Ultrafast Synthesis of Ultrasmall Poly(Vinylpyrrolidone)-Protected Bismuth Nanodots as a Multifunctional Theranostic Agent for In Vivo Dual-Modal CT/Photothermal-Imaging-Guided Photothermal Therapy

To elaborately fabricate real-time monitoring and therapeutic function into a biocompatible nanoplatform is a promising route in the cancer therapy field. However, the package of diagnosis and treatment into a single-"element" nanoparticle remains challenge. Herein, ultrasmall poly(vinylpyrrolidone)-protected bismuth nanodots (PVP-Bi nanodots) are successfully synthesized through an ultrafacile strategy (1 min only under ambient conditions). The nanodots are easy to synthesize in both laboratory and large scale using low-cost bismuth ingredients. PVP-Bi nanodots with ultrasmall size show good biocompatibility. Due to the high X-ray attenuation ability of Bi element, PVP-Bi nanodots have prominent performance on X-ray computed tomography (CT) imaging. Moreover, PVP-Bi nanodots exhibit a high photothermal conversion efficiency ( eta = 30%) because of the strong near-infrared absorbance, which can serve as nanotheranostic agent for photothermal imaging and cancer therapy. The subsequent PVP-Bi-nanodot-mediated photothermal therapy (PTT) result shows highly efficient ablation of cancer cells both in vitro and in vivo. PVP-Bi nanodots can be almost completely excreted from mice after 7 d. Blood biochemistry and histology analysis suggests that PVP-Bi nanodots have negligible toxicity. All the positive results reveal that PVP-Bi nanodots produced through the ultrafacile method are promising single-"element" nanotheranostic platform for dual-modal CT/photothermal-imaging-guided PTT.
★ ★ ★ ★ ★ ★ ★
◆ Instructions for the task
Answer these questions from the abstract on bismuth nanodots.
(a) How long does the synthesis of the PVP-Bi nanodots take, and under what conditions?
(b) What photothermal conversion efficiency do the nanodots exhibit?
(c) After how many days are the nanodots almost completely excreted from mice?
★ ★ ★ ★ ★ ★ ★
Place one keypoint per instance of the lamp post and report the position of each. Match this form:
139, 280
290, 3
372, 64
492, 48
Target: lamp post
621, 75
★ ★ ★ ★ ★ ★ ★
◆ Exercise result
(a) 1 minute, under ambient conditions.
(b) 30%.
(c) 7 days.